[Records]
⟨

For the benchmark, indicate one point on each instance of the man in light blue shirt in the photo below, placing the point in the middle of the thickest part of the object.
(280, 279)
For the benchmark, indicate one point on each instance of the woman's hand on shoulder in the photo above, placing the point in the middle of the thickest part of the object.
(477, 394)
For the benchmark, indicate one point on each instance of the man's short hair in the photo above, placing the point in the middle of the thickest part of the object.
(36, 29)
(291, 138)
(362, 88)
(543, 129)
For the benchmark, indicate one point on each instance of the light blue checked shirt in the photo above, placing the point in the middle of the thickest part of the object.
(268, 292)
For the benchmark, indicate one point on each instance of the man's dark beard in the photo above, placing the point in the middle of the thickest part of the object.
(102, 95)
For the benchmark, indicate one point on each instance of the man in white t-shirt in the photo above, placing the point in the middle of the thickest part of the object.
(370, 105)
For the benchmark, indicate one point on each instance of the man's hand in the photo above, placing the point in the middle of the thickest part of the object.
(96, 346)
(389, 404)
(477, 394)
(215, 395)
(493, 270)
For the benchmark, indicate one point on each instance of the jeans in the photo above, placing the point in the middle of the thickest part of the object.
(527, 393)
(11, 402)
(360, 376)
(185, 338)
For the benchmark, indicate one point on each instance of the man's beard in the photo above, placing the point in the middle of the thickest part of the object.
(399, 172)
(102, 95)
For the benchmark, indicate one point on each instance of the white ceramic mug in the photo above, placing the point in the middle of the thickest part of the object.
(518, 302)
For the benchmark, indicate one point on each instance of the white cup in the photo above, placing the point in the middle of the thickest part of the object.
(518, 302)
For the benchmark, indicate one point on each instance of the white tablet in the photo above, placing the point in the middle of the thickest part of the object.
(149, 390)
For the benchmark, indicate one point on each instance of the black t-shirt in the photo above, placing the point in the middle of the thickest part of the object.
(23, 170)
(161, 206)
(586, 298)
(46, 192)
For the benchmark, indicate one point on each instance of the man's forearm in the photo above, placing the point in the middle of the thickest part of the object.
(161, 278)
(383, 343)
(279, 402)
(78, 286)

⟩

* TASK DESCRIPTION: Copy exactly the lines of the listing above, beginning at the line with "of the light" and ending at its final line; write out nothing else.

* FINAL RESULT:
For the benchmark, indicate one point on each instance of the light blue checked shirt in the photo above, placing the point in the middle of the thickest part of the object.
(268, 292)
For the benchmark, indicate one point on each instance of the man's dark beard in the photo above, placing the point in the middle of the thickest part of the object.
(102, 95)
For the benchmark, indicate one point on each instance of the man in white t-shirt in the photo above, placing the point in the middle of the thickest part of the object.
(370, 105)
For the benchmark, indicate one point on each instance of the man's hand in the photo above, placing the point in the middle of the thickest part of the object.
(96, 346)
(389, 404)
(477, 394)
(215, 395)
(493, 270)
For the benchmark, indicate one point on each instance of the jeans in the photo above, placing the point in the middle of the thickest part of the object.
(527, 393)
(11, 402)
(360, 376)
(185, 338)
For the benchmark, indicate one point on each instance of the man's beard in the photo above, placing the point in the middle of the thickest part of the object.
(399, 172)
(102, 95)
For the benchmark, indicate one point on each instance of the white ceramic mug in the photo above, placing the point in the middle of the thickest part of the object.
(518, 302)
For the benchmark, indicate one point on each instance of the white cup in the photo above, placing the point in the middle of the thickest part of the object.
(518, 302)
For the benchmark, indicate one point on each instance of the white tablet in the photo above, placing the point in the middle of the thickest part of the object.
(149, 390)
For the benchmark, indicate one point on each instance of the black t-shirt in the photo above, placing the point in the middle of the thickest part of the object.
(23, 170)
(161, 206)
(586, 298)
(46, 192)
For the benchmark, indicate one point on each instance of the man's forearm in the photo above, placing the point in the middle of the thickest part of the object.
(161, 278)
(383, 343)
(279, 402)
(78, 286)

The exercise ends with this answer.